* [PROBLEM DESCRIPTION]: Line by line, copy all of the data exactly.

* [DATA PROVIDED]:

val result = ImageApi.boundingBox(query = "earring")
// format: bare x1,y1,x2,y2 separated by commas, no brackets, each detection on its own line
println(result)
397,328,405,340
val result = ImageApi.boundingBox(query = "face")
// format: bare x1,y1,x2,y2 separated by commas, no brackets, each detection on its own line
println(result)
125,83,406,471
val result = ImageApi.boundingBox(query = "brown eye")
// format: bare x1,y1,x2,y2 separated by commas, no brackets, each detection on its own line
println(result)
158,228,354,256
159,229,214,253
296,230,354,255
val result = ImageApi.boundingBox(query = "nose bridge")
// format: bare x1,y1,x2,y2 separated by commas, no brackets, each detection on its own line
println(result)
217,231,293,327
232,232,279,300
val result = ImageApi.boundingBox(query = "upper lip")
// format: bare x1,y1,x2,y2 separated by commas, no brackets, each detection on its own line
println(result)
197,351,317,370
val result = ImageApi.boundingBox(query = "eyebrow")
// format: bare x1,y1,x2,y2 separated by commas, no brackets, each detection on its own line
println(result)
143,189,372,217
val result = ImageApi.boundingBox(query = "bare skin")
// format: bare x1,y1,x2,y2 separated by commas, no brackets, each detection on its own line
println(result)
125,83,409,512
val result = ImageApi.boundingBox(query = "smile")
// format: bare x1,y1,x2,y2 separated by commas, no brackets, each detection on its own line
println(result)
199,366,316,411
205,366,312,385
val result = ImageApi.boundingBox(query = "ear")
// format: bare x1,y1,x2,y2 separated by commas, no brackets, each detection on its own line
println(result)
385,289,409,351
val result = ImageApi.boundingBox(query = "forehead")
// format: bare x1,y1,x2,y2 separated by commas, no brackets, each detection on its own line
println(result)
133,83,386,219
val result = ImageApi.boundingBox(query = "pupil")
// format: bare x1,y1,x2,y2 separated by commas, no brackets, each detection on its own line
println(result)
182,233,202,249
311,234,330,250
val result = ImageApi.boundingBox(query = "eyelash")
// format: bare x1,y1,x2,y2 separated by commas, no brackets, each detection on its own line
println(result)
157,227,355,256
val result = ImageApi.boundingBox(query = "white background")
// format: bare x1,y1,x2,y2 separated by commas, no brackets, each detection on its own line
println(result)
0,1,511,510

* [EXERCISE SOLUTION]:
val result = ImageApi.boundingBox(query = "earring")
// format: bare x1,y1,x2,y2 separated by commas, no brackets, each detection on its own line
println(result)
397,328,405,340
val result = ImageApi.boundingBox(query = "face")
// format: bare x1,y1,x2,y2 separated by commas, no brackets, each detection on its own line
println(result)
125,83,406,471
val result = ImageApi.boundingBox(query = "brown eye")
// format: bare x1,y1,x2,y2 separated by commas, no brackets, each detection on its own line
println(result)
158,228,354,256
159,229,214,253
296,230,354,255
val result = ImageApi.boundingBox(query = "nose bridge")
// format: bare x1,y1,x2,y2 separated by commas, no brackets, each detection on its own line
println(result)
217,231,293,327
232,232,279,300
val result = ImageApi.boundingBox(query = "upper lip")
// format: bare x1,y1,x2,y2 separated by commas, no brackets, each detection on its own line
println(result)
197,351,317,370
val result = ImageApi.boundingBox(query = "eyebrow")
// format: bare x1,y1,x2,y2 separated by commas, no brackets, each detection on its own line
println(result)
143,189,372,217
val result = ImageApi.boundingBox(query = "bare skin")
// format: bare x1,y1,x2,y2 separated by commas, no brackets, each detection on its own line
println(result)
125,83,409,512
val result = ImageApi.boundingBox(query = "smile")
// format: bare x1,y1,x2,y2 separated by commas, no brackets, each detection on its own line
println(result)
199,366,316,411
205,366,312,385
val result = ImageApi.boundingBox(query = "ear")
// format: bare x1,y1,x2,y2 separated by commas, no brackets, each detection on its own line
println(result)
385,289,409,351
val result = ImageApi.boundingBox(query = "forehead")
// format: bare x1,y1,x2,y2 separated by commas, no brackets, each detection on its own line
println(result)
133,83,386,219
val result = ImageApi.boundingBox(query = "pupil")
// format: bare x1,y1,x2,y2 separated by commas, no brackets, each detection on its own line
println(result)
182,233,202,249
311,234,330,250
val result = ImageApi.boundingBox(query = "eyelash")
// format: bare x1,y1,x2,y2 separated by commas, no brackets, each detection on its own line
println(result)
157,227,355,256
val result = ImageApi.boundingBox(query = "white background")
// format: bare x1,y1,x2,y2 separated by commas, no brackets, each detection on its own line
println(result)
0,1,511,510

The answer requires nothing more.